Doma has done it again with a highly successful Tony award musical, Avenue Q. A wonderful exploration of social issues- sex, gayness, internet porn, unemployment, drinking and dreams, both the singing puppets and their human counterparts are expressive and talented.
From the moment you walk into the theater and see the set of Avenue Q, designed by Staci Walters with lighting designed by Johnny Ryman, you knew it was going to be fun.
Taking the story of several unemployed and under employed newly graduated college students, it tells the story of Princeton (Chris Kauffmann) struggling for his purpose in life and relationships, while his counterpart, Rod, also struggles with coming out of the closet. Kate Monster (Danielle Judovits) struggles with the need for a relationship and dealing with her dreams, while her counterpart Lucy, the Slut, shows her what relationships shouldn’t be. Brian (Chris Kerrigan) and his finance, Christmas Eve (Janelle Dole) determine their relationship and marriage as they decide about moving on. Nicky (Mark Whitten) deals with friendship and homelessness and giving while Gary Coleman (Benai Boyd) acts as the supervisor of the apartment complex, watching the coming and goings of the various events. Trekkie Monster (Mark Whitten and others) dealt with porn on the internet.

* _RAW RECORDS_
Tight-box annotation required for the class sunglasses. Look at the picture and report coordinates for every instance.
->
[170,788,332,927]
==
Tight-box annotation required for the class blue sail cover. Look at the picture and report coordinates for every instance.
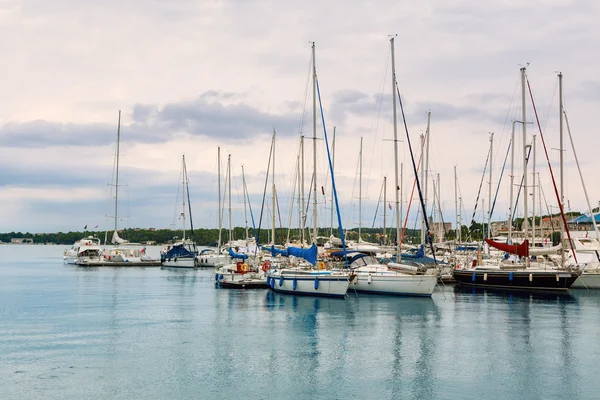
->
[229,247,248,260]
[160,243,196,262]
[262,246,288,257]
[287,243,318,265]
--
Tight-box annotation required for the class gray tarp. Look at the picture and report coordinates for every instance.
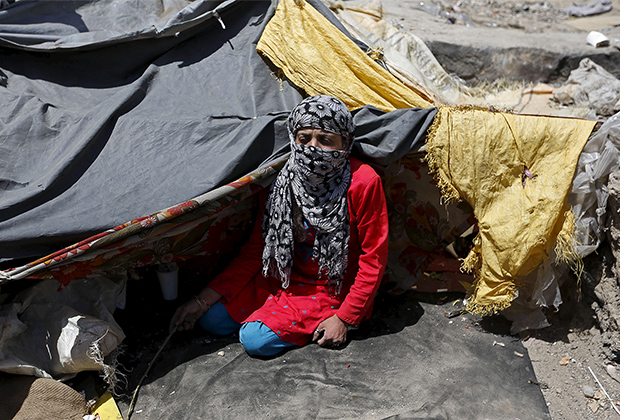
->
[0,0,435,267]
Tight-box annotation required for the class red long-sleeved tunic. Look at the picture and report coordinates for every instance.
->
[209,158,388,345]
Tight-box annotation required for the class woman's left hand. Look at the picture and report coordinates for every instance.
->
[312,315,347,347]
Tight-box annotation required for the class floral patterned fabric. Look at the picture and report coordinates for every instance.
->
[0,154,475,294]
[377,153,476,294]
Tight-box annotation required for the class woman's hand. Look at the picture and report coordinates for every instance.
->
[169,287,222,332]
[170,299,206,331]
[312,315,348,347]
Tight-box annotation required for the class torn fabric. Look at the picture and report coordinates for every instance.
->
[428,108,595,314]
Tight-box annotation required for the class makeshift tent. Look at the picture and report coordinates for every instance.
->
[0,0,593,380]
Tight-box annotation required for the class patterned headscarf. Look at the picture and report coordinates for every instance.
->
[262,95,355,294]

* _WHAT TO WORK ON_
**A.** Using the Avenue Q review, answer these:
(i) Who designed the set?
(ii) Which actor plays Kate Monster?
(iii) What role does the character Gary Coleman fill?
**B.** Say whether each statement agrees with the Avenue Q review, and support each answer with a quotation from it.
(i) Johnny Ryman designed the set.
(ii) Mark Whitten plays Nicky.
(iii) Rod struggles with coming out of the closet.
**C.** Quote the Avenue Q review word for word, starting at "Taking the story" and ending at "on the internet.".
The items have no connection to the Avenue Q review.

* _ANSWER LIST_
**A.**
(i) Staci Walters
(ii) Danielle Judovits
(iii) Supervisor of the apartment complex

**B.**
(i) No: "designed by Staci Walters with lighting designed by Johnny Ryman"
(ii) Yes: "Nicky (Mark Whitten)"
(iii) Yes: "Rod, also struggles with coming out of the closet"

**C.**
Taking the story of several unemployed and under employed newly graduated college students, it tells the story of Princeton (Chris Kauffmann) struggling for his purpose in life and relationships, while his counterpart, Rod, also struggles with coming out of the closet. Kate Monster (Danielle Judovits) struggles with the need for a relationship and dealing with her dreams, while her counterpart Lucy, the Slut, shows her what relationships shouldn’t be. Brian (Chris Kerrigan) and his finance, Christmas Eve (Janelle Dole) determine their relationship and marriage as they decide about moving on. Nicky (Mark Whitten) deals with friendship and homelessness and giving while Gary Coleman (Benai Boyd) acts as the supervisor of the apartment complex, watching the coming and goings of the various events. Trekkie Monster (Mark Whitten and others) dealt with porn on the internet.